Given information
__________________________________________________

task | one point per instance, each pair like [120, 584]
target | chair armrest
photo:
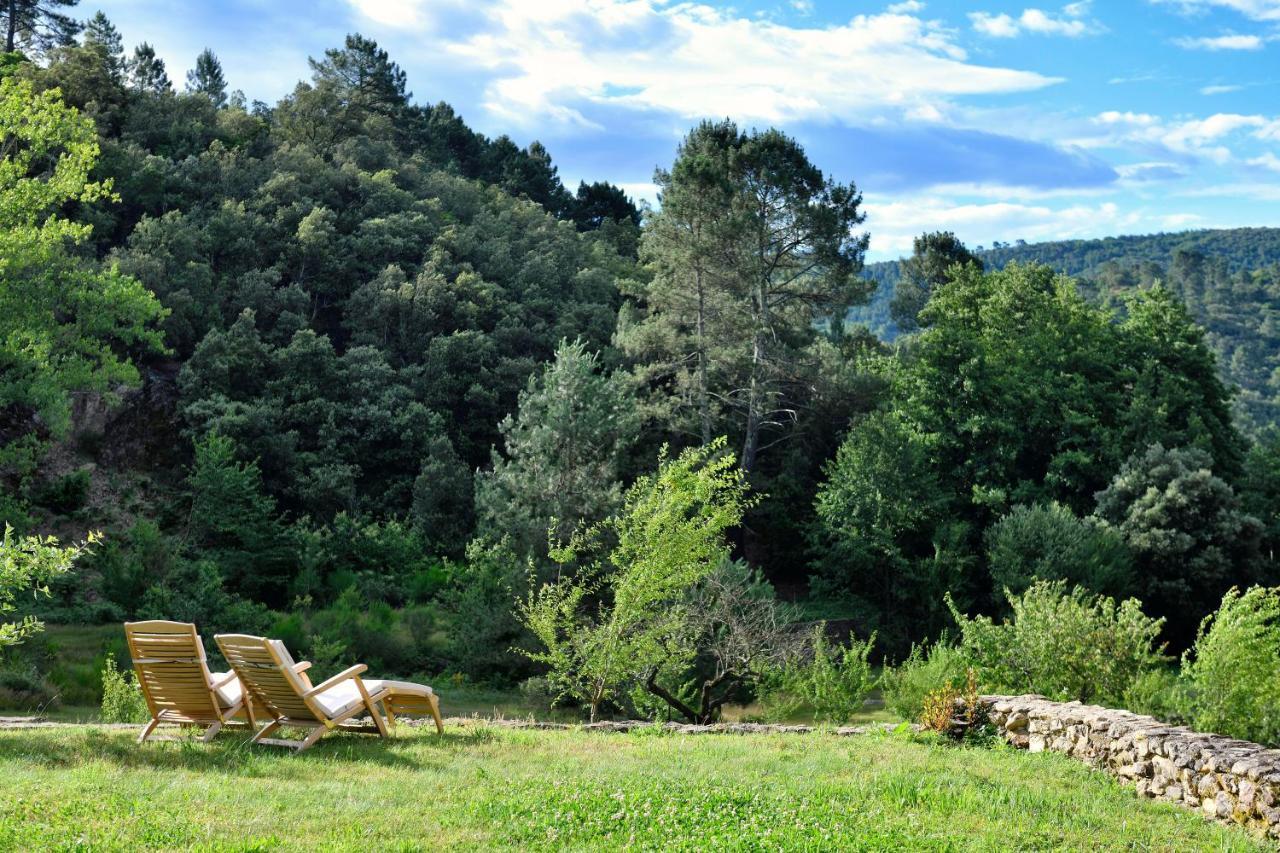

__________________________________________________

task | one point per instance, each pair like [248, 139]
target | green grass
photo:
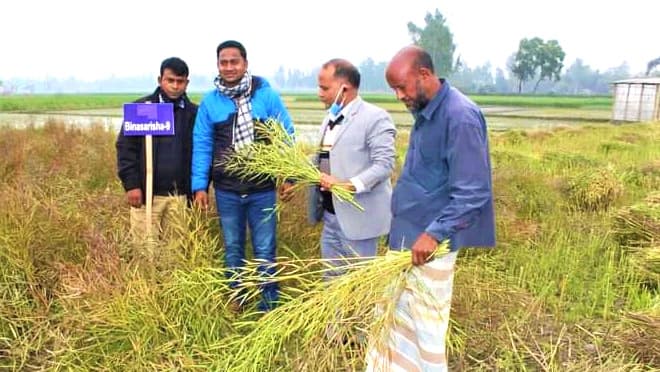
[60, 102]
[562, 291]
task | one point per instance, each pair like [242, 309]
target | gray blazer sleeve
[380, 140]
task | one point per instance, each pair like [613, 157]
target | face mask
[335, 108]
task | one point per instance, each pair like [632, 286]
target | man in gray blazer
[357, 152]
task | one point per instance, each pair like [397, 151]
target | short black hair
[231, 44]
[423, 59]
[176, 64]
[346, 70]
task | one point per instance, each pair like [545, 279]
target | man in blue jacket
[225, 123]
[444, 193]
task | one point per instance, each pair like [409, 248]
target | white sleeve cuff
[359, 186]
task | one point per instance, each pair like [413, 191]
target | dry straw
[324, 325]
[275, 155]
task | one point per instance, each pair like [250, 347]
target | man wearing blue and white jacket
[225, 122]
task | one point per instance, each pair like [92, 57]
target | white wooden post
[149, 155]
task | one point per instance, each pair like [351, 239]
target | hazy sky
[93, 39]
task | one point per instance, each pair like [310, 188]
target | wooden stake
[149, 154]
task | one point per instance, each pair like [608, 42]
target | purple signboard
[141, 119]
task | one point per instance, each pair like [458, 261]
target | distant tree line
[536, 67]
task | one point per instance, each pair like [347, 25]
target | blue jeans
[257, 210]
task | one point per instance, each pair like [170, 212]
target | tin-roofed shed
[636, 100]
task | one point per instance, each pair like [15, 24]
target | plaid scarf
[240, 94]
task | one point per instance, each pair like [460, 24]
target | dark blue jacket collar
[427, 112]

__________________________________________________

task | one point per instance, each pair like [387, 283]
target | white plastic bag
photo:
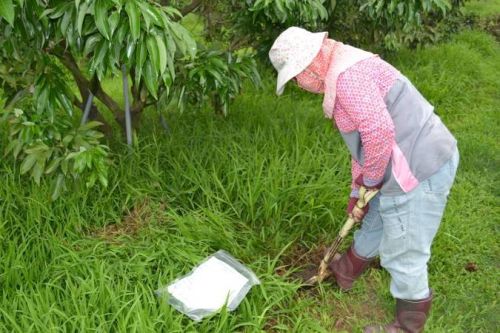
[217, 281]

__________________________________________________

Exercise requirements
Could you restate word for word the lines above from the one containing "task | one point per instance, each pair like [608, 42]" through the one containing "task | one point per instance, each pair like [460, 24]", both included, and nothing else?

Solved problem
task | one point per instance, each pair like [608, 42]
target | purple signboard
[141, 119]
task | one point per instance, each pair like [458, 261]
target | distant tree line
[536, 67]
task | one point per instance, each pair like [347, 25]
target | blue jeans
[257, 210]
task | one point per instance, each pair like [170, 212]
target | tin-roofed shed
[636, 100]
task | one point per instance, each pair like [15, 24]
target | plaid scarf
[240, 94]
task | one point per instance, each pair like [460, 24]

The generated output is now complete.